**Prompt**. After reading the data, copy it out in full and exactly.

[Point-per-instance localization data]
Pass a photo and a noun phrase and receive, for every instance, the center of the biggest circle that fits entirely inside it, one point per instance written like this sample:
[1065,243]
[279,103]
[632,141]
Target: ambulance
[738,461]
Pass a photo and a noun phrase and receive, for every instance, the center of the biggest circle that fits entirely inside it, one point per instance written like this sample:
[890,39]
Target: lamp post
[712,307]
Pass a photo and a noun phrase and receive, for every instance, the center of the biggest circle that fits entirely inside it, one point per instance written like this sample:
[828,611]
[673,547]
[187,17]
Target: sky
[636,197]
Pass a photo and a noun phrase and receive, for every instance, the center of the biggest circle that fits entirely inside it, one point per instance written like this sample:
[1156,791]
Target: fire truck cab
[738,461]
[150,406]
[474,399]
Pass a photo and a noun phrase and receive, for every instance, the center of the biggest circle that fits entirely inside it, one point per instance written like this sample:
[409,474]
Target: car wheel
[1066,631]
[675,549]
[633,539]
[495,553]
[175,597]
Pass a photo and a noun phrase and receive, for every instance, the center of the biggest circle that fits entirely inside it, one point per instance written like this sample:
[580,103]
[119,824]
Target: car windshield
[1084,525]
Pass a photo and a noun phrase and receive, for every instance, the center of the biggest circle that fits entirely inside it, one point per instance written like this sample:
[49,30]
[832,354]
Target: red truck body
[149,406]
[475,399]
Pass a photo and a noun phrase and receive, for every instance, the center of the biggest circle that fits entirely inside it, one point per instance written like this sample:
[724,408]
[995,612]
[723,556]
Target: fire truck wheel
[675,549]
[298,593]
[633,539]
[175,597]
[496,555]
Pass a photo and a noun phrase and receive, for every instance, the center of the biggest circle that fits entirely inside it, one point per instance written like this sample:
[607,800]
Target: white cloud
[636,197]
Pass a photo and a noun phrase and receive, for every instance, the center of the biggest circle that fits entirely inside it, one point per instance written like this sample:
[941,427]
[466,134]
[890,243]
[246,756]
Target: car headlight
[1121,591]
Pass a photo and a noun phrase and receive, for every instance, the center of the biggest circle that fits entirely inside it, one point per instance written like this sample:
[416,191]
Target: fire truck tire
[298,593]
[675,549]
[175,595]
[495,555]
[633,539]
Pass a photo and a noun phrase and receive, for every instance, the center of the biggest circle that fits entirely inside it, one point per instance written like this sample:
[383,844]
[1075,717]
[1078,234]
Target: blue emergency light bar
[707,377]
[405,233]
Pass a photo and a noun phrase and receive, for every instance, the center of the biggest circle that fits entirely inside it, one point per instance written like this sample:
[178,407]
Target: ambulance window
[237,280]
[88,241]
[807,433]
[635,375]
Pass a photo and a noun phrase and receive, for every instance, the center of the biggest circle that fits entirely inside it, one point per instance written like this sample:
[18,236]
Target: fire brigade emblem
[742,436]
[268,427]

**Output of the exercise**.
Pass a photo and a noun phrase and receive, for every instance, the center of the biggest circle that fits entirely inside it, one point per instance written like this sample:
[1065,243]
[279,103]
[632,141]
Target: ambulance
[738,461]
Pass a photo and a noun phrase and receive, for every instance, the center of the biggest circle that fits entirely inside it, one point per instance written like this sample:
[890,39]
Target: lamp post
[712,307]
Pass a photo and a noun phrase and receive, for every instance, the center of the biggest circle that fits entirely inside it, one point per instance written like this sample:
[828,611]
[673,547]
[187,17]
Target: sky
[636,197]
Pass a photo and a noun phrase and receive, for every instance, the center of the biggest circle that fits entirely inside it, one point per instance written like this sample:
[1156,791]
Target: fire truck cab
[738,461]
[150,406]
[474,399]
Pass a photo and a noun phrase and receive, for every instance, the center of the biggest circle that fits entirely inside it, one point per instance written like this sample:
[409,474]
Target: car wheel
[1066,631]
[675,549]
[633,539]
[495,553]
[175,597]
Pass a photo and a noun phrase and receive, for every instance, the center of the biggest circle that fits entirely inside it, one point per instance written like this sample:
[580,103]
[119,824]
Target: car windshield
[1084,525]
Pass a photo and a noun phrase and receive, for every instance, the center of the biggest circle that fits entirely inside it, one point per instance written like this sample:
[49,30]
[832,354]
Target: red truck body
[149,406]
[475,399]
Pass a photo and a noun phrase and receive, for every instance, the center of the biggest circle that fits entirely inside it, one point per instance written like this sample:
[724,408]
[995,612]
[723,556]
Target: fire truck wheel
[675,549]
[298,593]
[633,539]
[175,597]
[496,555]
Pass a photo and a noun phrase and receive, for every instance, the center of the biggest circle that fits entirely inside it, one point per instance written like this sample:
[607,800]
Target: white cloud
[636,197]
Pass a photo and a noun phrase and receive, for every instance, the center of the biggest circle that fits entirely inside it, one point per instance written like this sample:
[941,427]
[466,134]
[890,243]
[246,756]
Target: car headlight
[1121,591]
Pass a photo and a noun phrase and receive, for every instance, the center of the biggest circle that fits entirely inside it, one point per instance written like this sample:
[416,191]
Target: fire truck tire
[298,593]
[675,549]
[175,595]
[495,555]
[633,539]
Pass a photo and a noun phrase and receive, for every instance, the center of the biggest circle that fits entirely inside it, one point per instance written like this sample:
[383,844]
[1075,717]
[1078,234]
Target: blue emergency light bar
[707,377]
[405,233]
Pass a photo and a noun phrase and receive, for every instance, the center of the biggest circle that fits entirely inside it, one point per instance written like this sample:
[178,407]
Target: ambulance window
[237,280]
[88,241]
[807,433]
[635,375]
Pass a photo and a noun phrase and receive, for every instance, the center of the biggest circle that fits entirely inside it, one point per instance written like this sample:
[18,236]
Target: fire brigade emblem
[742,436]
[268,427]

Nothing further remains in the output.